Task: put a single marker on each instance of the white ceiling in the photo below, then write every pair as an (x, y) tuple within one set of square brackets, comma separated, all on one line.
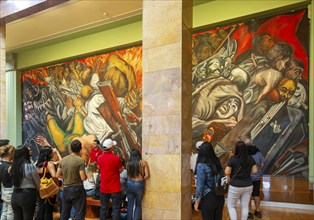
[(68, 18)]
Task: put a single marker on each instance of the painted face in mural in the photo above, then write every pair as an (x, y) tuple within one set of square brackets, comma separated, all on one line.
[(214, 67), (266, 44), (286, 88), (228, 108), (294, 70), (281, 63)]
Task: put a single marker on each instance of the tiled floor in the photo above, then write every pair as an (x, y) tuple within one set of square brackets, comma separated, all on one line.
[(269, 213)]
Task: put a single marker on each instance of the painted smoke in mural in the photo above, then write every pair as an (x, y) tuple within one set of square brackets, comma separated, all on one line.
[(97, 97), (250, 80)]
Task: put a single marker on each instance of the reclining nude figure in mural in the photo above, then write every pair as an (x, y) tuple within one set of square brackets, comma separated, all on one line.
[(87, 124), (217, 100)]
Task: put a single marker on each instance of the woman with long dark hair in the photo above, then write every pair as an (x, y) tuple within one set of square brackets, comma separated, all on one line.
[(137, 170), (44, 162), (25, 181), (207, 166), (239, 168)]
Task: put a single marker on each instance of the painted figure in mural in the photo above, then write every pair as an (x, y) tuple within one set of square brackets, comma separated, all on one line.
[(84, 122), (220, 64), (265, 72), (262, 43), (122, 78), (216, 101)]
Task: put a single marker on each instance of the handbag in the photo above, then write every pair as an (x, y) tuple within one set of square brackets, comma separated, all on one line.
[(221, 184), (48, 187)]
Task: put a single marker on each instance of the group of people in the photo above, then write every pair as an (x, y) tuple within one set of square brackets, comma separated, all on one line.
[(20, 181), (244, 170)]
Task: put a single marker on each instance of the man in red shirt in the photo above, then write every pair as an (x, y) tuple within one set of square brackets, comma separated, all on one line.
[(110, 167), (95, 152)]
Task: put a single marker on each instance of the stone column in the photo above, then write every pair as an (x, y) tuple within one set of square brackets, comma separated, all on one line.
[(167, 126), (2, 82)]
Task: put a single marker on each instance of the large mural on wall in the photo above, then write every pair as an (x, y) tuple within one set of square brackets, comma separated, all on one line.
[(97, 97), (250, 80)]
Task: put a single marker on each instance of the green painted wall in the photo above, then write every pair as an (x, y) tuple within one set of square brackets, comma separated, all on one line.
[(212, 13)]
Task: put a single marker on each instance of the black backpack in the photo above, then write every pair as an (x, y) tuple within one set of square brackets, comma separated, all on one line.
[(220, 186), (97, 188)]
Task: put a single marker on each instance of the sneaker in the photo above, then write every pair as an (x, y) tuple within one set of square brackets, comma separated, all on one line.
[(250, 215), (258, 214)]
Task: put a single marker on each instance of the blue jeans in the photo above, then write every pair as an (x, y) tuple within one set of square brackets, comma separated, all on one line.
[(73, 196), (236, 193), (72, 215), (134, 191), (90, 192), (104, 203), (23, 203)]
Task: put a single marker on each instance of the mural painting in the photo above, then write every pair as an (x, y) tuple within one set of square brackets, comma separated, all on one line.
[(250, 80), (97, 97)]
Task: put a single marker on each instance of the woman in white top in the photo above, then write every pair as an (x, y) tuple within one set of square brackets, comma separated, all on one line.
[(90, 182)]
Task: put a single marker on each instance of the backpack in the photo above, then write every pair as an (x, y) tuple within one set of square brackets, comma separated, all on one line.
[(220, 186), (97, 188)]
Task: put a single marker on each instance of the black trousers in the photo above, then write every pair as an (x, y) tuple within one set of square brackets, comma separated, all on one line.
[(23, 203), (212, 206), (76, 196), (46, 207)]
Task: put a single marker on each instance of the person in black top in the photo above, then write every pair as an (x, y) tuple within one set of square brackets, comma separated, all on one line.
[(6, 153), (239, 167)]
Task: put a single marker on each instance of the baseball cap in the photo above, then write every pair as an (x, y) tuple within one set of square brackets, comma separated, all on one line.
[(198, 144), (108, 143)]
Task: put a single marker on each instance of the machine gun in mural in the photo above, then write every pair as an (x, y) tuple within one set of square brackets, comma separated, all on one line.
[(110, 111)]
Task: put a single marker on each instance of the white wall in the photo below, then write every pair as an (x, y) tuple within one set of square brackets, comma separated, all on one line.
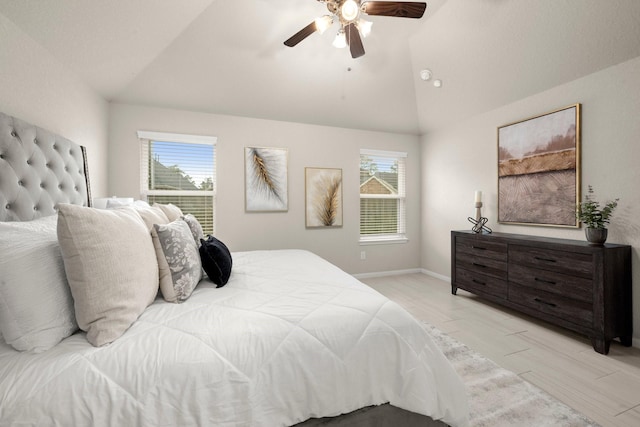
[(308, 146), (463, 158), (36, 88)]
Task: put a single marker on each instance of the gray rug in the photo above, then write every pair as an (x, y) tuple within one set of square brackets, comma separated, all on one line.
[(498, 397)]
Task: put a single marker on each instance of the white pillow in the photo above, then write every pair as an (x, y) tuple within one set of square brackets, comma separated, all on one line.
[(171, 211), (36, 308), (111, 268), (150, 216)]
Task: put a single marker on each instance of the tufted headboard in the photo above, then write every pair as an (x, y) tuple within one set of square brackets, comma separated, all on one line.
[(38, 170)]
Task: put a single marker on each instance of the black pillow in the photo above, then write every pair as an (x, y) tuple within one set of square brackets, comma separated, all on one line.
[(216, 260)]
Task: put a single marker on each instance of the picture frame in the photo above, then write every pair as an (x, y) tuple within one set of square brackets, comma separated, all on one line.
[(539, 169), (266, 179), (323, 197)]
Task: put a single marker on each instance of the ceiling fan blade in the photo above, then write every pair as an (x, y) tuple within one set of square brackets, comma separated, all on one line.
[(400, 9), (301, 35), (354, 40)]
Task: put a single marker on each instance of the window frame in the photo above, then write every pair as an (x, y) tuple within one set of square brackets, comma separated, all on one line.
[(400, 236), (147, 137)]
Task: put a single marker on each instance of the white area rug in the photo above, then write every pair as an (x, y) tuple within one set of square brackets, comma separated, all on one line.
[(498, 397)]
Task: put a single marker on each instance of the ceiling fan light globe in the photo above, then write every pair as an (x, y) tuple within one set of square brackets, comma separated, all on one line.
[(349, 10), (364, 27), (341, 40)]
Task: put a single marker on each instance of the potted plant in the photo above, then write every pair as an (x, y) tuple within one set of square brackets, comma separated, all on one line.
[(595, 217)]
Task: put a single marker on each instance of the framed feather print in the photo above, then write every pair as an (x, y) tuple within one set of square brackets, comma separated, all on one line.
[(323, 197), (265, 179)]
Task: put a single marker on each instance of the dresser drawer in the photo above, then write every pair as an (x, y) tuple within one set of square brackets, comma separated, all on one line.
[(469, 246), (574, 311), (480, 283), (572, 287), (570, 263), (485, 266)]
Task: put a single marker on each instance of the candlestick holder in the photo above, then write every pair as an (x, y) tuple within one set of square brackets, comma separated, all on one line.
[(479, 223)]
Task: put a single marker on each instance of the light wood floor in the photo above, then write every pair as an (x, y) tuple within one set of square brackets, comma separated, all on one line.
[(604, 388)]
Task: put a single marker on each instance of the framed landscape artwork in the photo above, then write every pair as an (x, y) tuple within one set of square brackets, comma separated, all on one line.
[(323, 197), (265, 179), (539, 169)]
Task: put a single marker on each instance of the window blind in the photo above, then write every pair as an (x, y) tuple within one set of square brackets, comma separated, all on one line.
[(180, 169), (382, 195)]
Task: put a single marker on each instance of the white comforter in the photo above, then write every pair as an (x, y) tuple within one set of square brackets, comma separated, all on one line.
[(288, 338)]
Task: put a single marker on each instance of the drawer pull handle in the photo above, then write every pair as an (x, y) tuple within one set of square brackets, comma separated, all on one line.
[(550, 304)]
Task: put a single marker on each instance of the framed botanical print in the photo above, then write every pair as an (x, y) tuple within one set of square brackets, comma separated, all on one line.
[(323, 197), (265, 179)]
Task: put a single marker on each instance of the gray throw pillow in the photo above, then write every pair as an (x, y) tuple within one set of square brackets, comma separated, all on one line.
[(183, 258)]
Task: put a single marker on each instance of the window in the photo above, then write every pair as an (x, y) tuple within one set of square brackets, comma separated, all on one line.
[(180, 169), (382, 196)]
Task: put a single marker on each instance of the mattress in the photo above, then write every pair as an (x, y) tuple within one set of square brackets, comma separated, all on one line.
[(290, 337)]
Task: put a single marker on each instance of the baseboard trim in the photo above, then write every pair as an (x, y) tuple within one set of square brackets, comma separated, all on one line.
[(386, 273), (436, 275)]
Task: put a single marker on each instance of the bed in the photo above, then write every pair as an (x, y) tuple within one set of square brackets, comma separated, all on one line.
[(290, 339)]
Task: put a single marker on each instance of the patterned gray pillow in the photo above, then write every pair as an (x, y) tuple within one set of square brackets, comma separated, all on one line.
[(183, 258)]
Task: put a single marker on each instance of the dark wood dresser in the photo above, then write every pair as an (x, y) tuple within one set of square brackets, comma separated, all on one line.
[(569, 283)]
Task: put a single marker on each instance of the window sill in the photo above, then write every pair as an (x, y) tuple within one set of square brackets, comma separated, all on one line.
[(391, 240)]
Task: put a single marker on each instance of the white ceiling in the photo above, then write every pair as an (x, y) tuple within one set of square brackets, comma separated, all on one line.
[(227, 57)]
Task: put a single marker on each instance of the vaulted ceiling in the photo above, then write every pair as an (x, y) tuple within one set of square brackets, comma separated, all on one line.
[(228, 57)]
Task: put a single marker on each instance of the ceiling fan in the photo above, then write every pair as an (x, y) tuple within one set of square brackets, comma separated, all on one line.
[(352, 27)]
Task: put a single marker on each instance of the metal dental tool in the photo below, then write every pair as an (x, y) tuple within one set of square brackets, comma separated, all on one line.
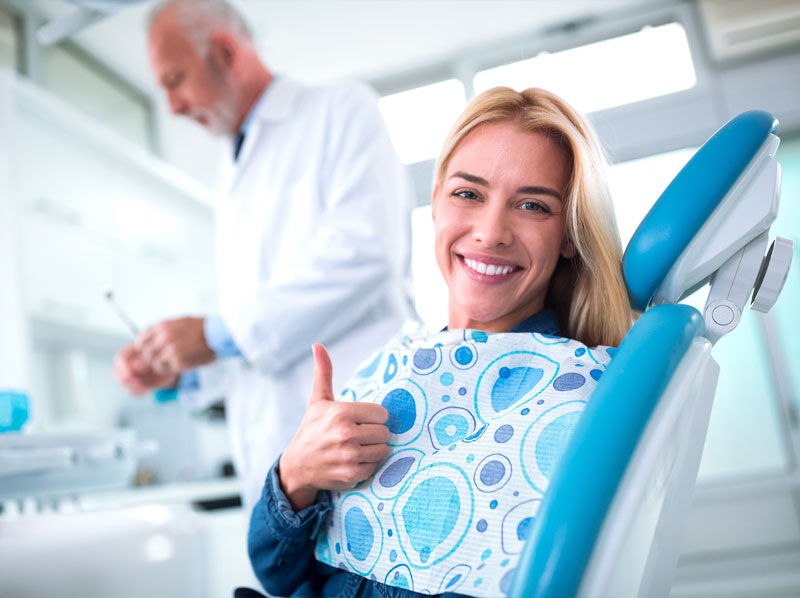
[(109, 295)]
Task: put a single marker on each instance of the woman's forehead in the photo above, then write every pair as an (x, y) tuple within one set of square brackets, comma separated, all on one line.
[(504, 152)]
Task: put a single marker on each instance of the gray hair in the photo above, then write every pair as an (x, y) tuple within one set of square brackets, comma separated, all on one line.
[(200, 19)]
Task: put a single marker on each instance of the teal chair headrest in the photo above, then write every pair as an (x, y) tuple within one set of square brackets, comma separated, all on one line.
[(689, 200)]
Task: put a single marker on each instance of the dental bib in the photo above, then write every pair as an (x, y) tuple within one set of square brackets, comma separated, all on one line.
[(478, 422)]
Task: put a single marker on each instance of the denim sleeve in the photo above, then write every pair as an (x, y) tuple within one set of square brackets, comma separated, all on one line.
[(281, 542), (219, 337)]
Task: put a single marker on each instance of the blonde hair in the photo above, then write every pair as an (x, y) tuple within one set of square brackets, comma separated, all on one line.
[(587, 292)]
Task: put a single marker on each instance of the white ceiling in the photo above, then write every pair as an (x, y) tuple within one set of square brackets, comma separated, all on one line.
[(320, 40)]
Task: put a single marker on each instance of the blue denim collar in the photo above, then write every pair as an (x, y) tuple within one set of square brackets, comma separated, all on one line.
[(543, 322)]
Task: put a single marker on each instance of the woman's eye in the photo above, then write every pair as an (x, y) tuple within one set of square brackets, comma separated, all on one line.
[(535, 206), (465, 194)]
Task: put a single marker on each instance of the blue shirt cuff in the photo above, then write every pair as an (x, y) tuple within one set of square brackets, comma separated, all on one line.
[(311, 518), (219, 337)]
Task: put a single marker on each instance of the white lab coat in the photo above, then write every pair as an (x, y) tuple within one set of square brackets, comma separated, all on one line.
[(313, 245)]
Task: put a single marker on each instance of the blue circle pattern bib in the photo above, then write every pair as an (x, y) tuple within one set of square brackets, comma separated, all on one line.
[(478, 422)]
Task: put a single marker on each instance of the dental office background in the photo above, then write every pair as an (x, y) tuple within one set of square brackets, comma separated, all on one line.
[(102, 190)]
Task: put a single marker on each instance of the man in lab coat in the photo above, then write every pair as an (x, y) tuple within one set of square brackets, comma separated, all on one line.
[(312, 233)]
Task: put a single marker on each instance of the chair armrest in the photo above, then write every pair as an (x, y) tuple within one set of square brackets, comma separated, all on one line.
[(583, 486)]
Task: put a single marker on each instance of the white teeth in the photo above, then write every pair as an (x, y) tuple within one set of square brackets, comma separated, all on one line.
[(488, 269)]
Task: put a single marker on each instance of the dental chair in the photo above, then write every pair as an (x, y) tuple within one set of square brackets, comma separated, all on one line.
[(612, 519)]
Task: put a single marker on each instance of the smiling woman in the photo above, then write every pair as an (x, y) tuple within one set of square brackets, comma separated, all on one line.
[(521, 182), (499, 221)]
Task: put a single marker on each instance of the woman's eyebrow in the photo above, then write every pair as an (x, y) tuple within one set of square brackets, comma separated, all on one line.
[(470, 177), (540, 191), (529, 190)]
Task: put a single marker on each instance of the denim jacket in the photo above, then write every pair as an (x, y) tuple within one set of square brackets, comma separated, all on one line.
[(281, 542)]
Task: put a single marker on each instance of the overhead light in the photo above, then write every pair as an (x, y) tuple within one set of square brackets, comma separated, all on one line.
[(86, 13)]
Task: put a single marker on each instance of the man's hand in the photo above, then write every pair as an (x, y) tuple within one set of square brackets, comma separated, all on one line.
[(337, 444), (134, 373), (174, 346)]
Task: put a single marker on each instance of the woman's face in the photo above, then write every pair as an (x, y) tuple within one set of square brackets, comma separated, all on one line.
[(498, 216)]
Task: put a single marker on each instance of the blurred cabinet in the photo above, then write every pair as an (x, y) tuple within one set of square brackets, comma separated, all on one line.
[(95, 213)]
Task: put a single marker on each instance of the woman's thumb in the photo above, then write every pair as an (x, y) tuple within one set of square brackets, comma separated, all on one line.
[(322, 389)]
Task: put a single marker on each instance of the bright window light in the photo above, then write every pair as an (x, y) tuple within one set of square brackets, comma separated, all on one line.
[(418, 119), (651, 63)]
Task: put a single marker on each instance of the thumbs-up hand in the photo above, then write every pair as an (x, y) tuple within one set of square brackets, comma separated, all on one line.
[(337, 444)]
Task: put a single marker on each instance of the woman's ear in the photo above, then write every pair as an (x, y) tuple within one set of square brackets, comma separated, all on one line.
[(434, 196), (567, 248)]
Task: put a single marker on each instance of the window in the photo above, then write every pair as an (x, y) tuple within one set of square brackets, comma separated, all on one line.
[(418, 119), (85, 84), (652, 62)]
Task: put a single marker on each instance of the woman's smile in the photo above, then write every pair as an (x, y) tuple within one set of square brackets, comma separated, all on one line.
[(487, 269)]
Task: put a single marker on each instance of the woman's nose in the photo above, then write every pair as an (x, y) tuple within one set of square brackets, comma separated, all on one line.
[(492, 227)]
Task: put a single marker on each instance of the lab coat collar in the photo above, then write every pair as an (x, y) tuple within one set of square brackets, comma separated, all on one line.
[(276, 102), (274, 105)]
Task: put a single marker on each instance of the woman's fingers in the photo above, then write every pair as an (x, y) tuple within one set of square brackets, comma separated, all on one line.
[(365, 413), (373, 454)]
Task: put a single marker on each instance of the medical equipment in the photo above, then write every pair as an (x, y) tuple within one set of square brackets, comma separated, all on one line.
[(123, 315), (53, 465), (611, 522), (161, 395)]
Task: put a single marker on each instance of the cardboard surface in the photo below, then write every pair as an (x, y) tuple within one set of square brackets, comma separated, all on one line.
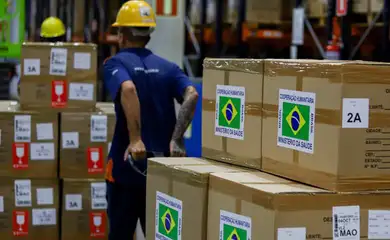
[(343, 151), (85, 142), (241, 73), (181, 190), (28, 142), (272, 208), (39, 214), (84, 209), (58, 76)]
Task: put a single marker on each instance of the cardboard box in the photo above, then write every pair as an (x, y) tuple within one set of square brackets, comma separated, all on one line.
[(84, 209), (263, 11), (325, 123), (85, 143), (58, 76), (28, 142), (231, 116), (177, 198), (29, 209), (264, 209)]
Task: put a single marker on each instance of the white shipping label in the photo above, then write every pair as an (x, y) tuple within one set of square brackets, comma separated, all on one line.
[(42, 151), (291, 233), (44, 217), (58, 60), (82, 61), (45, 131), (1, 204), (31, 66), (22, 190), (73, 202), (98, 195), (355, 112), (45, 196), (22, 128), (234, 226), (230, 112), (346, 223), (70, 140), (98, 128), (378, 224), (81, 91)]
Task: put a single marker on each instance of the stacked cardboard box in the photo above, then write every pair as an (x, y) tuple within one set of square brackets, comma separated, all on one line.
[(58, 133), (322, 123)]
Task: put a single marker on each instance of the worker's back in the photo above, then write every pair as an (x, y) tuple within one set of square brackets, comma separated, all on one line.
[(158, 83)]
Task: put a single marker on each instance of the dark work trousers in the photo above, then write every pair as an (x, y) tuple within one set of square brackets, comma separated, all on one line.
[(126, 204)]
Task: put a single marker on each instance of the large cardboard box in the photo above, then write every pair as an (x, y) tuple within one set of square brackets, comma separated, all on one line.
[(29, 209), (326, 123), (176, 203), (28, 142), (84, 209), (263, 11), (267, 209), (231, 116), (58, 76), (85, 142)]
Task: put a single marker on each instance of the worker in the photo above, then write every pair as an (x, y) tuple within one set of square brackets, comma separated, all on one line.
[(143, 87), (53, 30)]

[Exercise goal]: Rewrite the items from the line containing "Task: put a single marker on each instance of the stacked" through the last item, replacing "cardboard box" with "carton" and changing nothing else. Return only those lines.

[Result of this task]:
Task: put a single marker on each instance of the stacked carton in the photo above, then write every pair as an (x, y) tuple within one set of square brackets, comma separated, all on one line.
[(58, 133), (322, 123)]
Task: put a single marker on each instance of the worker's back in the photo above, then write every pair as an (x, y) tuple within one set of square brackets, comma separated, all on one line.
[(158, 83)]
Task: put a single marker on each instance of the dark work trousers in the photo above, then write every pair as an (x, y) tuple within one set of square brackets, comma separated, all on one line.
[(126, 204)]
Task: put a single marker on each instance of the large carton in the photo above, then write every pair as an (x, y) tuple within one set of square brackets, comma separated, all on one line.
[(29, 209), (326, 123), (176, 203), (28, 142), (84, 209), (263, 11), (267, 209), (231, 116), (58, 76), (85, 142)]
Task: put a single marker on each instance of the worker in the photo above, then write every pair as an (x, y) tuple within one set of square brackets, comma separated, all on one line.
[(143, 87), (53, 30)]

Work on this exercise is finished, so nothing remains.